(KURZE AUFGABE A)
Übersetzen Sie aus dem Artikel über die Bankenaufsicht den Satz „Wie die neue Struktur künftig im Detail aussieht, ist noch unklar.“ ins Englische.

:: QUELLTEXT

Zermürbendes Kompetenz-Gerangel

Vor allem bei der FDP rannte der agile Notenbanker damit offene Türen ein, doch auch in der Union gibt es viele Befürworter. Und selbst an den Finanzmärkten freundete man sich gerne mit den Ideen an, denn das zermürbende Kompetenz-Gerangel zwischen beiden Institutionen gefällt auch vielen Bankern und Börsianern nicht.

Wie die neue Struktur künftig im Detail aussieht, ist noch unklar. Fest steht nur, dass die Bundesbank die oberste Kontrolle für die Bankenaufsicht erhalten soll und damit als Gewinner aus der Neuregelung geht. Tatsächlich ist diese Grundsatz-Entscheidung Balsam für die geschundenen Seelen der Bundesbanker. Denn die Währungshüter, die zu Zeiten der D-Mark vor Hochmut und Arroganz nur so strotzten, fielen nach der Übernahme der Geldpolitik durch die Europäische Zentralbank vor zehn Jahren in eine schwere Sinnkrise. Seit Zinsentscheidungen nicht mehr im Betonklotz der Bundesbank im Frankfurter Nordwesten, sondern im nicht minder hässlichen Eurotower der EZB in Frankfurts City entschieden werden, schwanden die Befugnisse der einst mächtigsten Notenbank Europas dramatisch.

Geburtsfehler der BaFin

Besonders schwer traf die Bundesbank auch der schleichende Bedeutungsverlust einer ihrer Kernkompetenzen - der Bankenaufsicht. Denn im Mai 2002 wurde die Bundesanstalt für Finanzdienstleistungsaufsicht (BaFin) mit Hauptsitz in Bonn aus der Zusammenlegung der Bundesaufsichtsämter für das Kreditwesen (BAKred), den Wertpapierhandel (BAWe) und das Versicherungswesen (BAV) aus der Taufe gehoben. Die neue Super-Behörde sollte die drei Aufsichten bündeln und so Kompetenzüberschneidungen und Lücken beseitigen. Doch von Anfang an gab es einen Geburtsfehler, der sich in Krisenzeiten als fatal herausstellen sollte: Während die BaFin für Wertpapierhandel und Versicherungen ausschließlich zuständig war, wurden die Befugnisse bei der Bankenaufsicht zwischen BaFin und Bundesbank geteilt.

::::
:: DIE DATENSÄTZE

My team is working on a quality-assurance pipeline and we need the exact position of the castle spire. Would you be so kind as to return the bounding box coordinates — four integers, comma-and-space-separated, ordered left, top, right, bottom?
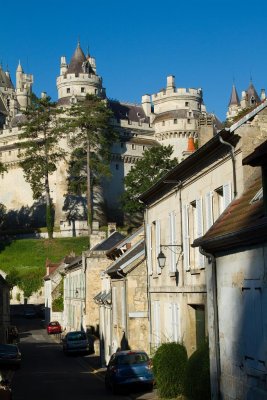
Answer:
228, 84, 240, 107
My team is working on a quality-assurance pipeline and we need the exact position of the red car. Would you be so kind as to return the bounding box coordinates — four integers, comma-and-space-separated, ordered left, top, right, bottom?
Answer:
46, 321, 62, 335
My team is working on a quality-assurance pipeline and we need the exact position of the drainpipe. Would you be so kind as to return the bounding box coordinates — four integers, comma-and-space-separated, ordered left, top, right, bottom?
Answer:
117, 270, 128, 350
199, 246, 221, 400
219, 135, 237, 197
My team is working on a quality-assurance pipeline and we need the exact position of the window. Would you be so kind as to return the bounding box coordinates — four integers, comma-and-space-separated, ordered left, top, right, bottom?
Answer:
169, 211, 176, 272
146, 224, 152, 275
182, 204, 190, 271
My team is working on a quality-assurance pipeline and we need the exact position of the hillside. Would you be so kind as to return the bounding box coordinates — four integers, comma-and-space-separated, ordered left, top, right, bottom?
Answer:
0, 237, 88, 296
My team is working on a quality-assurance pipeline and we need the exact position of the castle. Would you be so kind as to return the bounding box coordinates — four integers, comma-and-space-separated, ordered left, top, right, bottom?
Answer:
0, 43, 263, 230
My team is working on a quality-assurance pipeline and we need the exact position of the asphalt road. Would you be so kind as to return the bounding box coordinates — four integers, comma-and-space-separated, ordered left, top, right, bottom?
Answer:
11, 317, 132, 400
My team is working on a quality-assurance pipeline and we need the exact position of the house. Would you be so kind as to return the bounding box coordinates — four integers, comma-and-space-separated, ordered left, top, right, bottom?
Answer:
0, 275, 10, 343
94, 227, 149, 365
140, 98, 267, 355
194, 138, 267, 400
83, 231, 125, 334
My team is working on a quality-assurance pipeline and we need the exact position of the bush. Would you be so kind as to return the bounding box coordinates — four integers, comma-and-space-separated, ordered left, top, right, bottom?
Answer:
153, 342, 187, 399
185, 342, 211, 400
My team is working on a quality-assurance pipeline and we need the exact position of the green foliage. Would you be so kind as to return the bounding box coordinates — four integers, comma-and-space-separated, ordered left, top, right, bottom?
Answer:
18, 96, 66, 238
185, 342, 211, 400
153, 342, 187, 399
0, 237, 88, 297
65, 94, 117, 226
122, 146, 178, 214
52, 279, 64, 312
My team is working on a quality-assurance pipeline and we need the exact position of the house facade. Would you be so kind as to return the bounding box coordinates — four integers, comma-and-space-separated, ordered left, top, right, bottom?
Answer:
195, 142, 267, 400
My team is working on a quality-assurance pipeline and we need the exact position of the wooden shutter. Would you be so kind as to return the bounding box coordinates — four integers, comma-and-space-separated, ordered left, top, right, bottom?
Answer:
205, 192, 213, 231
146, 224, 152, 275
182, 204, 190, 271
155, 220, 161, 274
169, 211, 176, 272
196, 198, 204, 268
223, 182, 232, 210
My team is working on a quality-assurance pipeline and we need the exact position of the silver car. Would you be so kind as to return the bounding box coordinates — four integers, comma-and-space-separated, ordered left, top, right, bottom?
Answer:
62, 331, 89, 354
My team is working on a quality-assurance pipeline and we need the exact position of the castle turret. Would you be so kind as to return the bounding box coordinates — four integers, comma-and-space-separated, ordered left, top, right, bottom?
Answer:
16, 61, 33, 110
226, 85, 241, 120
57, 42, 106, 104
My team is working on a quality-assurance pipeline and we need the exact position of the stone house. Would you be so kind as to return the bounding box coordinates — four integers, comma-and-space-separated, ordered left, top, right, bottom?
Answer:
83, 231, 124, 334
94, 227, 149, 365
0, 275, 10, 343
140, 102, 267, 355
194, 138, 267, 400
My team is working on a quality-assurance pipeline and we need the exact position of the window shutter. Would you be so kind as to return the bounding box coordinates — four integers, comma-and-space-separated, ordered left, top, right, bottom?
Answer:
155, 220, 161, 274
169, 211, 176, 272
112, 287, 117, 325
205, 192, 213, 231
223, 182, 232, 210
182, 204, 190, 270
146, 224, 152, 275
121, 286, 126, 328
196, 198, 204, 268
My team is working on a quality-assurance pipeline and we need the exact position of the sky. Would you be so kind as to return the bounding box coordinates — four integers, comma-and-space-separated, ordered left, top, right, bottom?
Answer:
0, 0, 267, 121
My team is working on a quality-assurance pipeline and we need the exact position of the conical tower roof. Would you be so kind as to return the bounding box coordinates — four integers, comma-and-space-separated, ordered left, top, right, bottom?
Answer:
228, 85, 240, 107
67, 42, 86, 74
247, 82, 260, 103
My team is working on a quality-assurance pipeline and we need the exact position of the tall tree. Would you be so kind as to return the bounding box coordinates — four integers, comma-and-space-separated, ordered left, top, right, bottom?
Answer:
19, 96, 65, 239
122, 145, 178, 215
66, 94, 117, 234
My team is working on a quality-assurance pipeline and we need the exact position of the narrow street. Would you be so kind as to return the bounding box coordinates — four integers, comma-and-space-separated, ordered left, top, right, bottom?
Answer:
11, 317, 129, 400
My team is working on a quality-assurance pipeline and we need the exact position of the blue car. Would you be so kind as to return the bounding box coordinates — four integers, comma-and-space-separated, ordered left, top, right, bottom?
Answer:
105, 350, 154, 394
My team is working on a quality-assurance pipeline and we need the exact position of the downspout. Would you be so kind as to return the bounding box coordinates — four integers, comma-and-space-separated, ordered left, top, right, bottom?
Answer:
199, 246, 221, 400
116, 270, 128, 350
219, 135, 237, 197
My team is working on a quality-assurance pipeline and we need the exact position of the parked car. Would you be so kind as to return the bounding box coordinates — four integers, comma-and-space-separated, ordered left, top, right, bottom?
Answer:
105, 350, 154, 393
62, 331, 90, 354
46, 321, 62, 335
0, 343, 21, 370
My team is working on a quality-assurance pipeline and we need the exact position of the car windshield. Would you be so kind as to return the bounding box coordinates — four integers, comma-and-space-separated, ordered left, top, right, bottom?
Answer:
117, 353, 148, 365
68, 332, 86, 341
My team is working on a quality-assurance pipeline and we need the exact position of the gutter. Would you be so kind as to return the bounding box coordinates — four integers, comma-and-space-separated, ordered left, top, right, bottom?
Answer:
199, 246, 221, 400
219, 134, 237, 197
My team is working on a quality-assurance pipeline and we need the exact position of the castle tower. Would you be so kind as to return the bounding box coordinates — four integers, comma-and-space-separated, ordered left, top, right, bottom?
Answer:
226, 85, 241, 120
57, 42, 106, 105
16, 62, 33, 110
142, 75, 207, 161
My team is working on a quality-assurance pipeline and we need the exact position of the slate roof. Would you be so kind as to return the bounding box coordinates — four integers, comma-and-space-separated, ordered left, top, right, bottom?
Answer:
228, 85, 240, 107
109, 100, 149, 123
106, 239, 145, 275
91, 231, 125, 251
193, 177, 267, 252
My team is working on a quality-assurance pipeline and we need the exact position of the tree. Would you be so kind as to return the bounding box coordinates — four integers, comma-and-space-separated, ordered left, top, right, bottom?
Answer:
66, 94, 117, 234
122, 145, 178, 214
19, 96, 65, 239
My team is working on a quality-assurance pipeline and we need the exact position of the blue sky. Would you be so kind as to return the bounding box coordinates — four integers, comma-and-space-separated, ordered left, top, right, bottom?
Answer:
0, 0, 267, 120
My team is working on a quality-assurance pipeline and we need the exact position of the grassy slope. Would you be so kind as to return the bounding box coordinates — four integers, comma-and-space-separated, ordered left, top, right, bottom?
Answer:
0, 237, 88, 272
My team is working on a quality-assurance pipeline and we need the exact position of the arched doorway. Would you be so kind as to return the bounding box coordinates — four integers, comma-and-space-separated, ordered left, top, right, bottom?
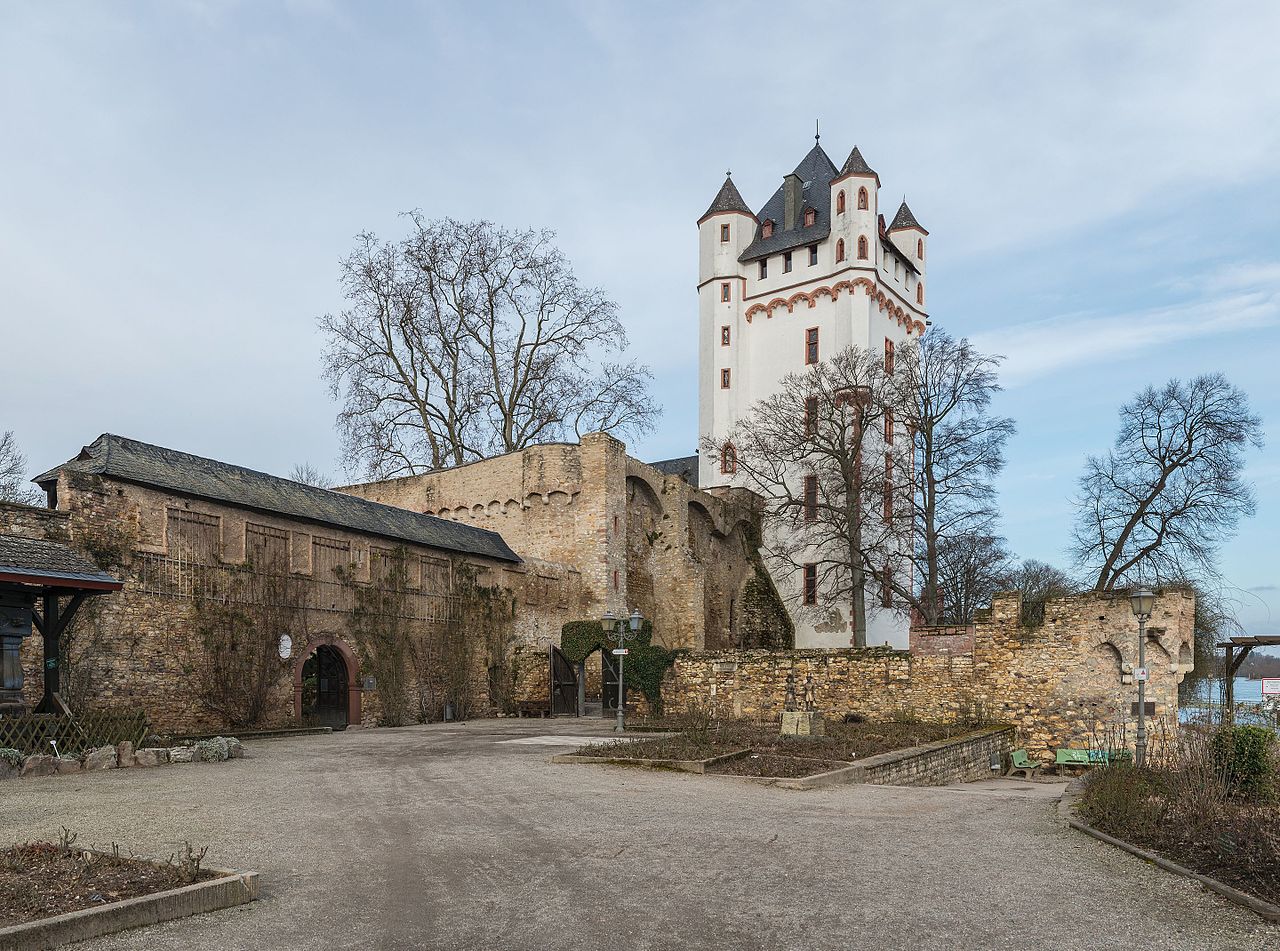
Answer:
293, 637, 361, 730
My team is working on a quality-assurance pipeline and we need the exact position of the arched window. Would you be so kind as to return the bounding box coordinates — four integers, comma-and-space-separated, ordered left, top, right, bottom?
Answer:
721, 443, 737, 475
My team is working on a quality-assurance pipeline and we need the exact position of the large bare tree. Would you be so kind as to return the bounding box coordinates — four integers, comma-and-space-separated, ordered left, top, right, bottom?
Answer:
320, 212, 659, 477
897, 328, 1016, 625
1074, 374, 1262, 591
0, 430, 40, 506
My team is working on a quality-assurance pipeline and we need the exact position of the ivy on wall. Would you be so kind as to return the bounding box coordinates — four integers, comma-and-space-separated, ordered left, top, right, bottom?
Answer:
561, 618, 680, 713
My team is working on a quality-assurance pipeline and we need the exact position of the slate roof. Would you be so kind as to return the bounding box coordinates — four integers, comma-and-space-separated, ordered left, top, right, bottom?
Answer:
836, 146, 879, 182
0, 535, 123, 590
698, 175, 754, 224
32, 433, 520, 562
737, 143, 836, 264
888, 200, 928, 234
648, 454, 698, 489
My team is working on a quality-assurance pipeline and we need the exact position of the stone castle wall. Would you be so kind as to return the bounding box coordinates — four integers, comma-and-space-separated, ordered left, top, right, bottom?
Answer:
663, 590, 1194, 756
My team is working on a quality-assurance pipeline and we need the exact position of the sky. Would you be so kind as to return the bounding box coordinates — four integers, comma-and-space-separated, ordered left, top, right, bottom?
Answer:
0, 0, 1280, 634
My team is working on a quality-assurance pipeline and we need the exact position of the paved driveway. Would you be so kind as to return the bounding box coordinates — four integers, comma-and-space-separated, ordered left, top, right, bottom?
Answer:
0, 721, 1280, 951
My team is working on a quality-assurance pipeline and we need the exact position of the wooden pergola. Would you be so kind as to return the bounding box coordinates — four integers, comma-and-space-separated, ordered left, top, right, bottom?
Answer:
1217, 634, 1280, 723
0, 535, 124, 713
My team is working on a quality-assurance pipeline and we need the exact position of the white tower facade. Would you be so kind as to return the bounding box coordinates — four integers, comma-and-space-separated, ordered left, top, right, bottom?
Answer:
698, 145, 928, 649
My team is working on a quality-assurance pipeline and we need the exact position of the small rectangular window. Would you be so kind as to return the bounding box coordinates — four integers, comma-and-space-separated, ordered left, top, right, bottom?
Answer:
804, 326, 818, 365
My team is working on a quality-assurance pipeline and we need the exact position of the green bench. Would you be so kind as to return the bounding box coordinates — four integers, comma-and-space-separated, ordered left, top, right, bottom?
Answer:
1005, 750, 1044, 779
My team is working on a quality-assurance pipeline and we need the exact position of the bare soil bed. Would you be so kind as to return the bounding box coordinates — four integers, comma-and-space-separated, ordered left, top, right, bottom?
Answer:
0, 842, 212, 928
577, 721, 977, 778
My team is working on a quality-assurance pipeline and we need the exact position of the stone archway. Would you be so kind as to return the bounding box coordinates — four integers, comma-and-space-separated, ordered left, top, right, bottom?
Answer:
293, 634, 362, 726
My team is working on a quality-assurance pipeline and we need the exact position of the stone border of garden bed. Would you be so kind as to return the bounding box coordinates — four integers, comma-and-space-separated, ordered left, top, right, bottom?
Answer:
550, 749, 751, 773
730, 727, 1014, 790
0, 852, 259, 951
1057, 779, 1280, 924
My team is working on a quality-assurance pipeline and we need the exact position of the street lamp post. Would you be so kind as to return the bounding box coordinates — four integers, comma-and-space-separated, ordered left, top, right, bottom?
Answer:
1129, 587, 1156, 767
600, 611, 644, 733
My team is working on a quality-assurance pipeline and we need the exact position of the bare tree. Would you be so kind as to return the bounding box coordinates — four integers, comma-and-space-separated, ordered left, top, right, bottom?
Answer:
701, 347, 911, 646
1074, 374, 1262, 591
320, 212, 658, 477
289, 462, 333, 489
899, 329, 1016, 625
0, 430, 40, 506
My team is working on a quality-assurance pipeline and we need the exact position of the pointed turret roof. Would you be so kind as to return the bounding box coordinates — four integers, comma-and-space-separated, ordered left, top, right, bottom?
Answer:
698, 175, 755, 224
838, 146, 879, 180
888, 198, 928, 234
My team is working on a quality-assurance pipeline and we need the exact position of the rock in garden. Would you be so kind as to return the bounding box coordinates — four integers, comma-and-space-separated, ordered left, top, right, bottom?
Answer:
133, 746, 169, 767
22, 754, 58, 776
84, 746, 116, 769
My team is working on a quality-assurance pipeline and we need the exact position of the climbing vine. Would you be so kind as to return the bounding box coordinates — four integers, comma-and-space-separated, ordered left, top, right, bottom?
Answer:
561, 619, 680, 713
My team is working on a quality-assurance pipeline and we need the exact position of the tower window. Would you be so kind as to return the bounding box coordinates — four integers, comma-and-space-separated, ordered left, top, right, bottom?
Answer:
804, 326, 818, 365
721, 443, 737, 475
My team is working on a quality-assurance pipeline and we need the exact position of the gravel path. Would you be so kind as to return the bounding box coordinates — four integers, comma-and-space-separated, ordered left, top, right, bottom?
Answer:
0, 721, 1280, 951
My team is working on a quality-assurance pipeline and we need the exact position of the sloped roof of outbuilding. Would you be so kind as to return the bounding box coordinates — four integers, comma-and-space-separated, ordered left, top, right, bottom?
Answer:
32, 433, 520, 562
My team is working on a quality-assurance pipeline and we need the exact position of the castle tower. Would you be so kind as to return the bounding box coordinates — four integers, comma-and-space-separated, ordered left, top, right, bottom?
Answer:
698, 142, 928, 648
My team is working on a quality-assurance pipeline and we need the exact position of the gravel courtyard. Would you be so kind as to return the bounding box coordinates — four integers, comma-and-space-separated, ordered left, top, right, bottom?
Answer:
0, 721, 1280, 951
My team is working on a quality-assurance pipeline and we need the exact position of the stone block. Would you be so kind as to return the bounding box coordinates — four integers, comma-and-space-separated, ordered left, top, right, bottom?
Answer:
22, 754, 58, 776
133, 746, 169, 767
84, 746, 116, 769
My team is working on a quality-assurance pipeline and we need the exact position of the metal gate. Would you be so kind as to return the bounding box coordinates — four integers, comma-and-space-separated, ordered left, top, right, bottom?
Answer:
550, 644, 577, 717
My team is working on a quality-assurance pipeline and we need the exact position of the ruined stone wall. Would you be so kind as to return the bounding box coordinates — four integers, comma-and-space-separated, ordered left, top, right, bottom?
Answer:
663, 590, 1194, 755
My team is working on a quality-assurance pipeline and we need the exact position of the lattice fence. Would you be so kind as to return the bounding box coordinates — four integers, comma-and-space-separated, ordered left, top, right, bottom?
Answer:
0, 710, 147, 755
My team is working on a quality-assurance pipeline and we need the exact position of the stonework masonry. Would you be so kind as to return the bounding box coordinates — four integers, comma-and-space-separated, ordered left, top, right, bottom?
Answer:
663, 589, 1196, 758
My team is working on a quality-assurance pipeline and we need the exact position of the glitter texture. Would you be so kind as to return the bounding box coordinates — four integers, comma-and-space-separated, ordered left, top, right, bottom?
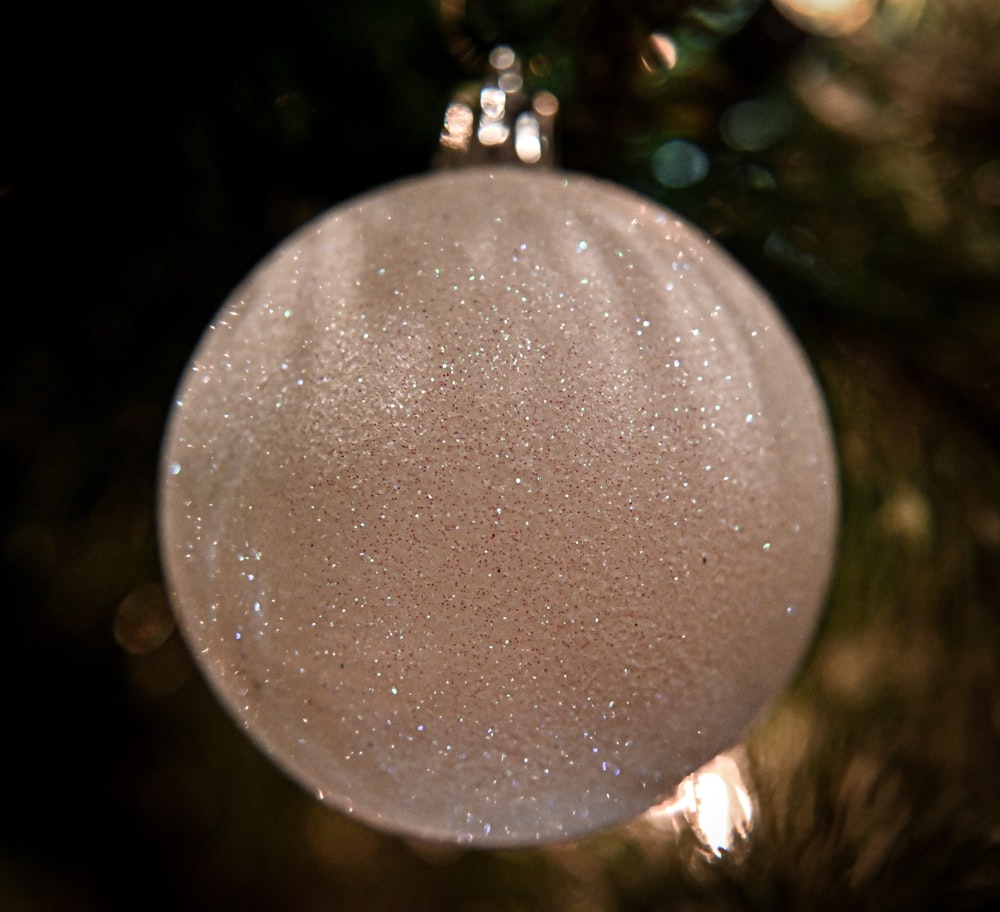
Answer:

::::

(KURZE AUFGABE B)
Tippen Sie aus den Datensätzen die Zeilen von der Zeile mit „ivy on wall.“ bis einschließlich der Zeile mit „561, 618, 680, 713“ unverändert ab.

(ANTWORT A)
What the new structure will look like in detail is still unclear.

(ANTWORT B)
My team is working on a quality-assurance pipeline and we need the exact position of the ivy on wall. Would you be so kind as to return the bounding box coordinates — four integers, comma-and-space-separated, ordered left, top, right, bottom?
Answer:
561, 618, 680, 713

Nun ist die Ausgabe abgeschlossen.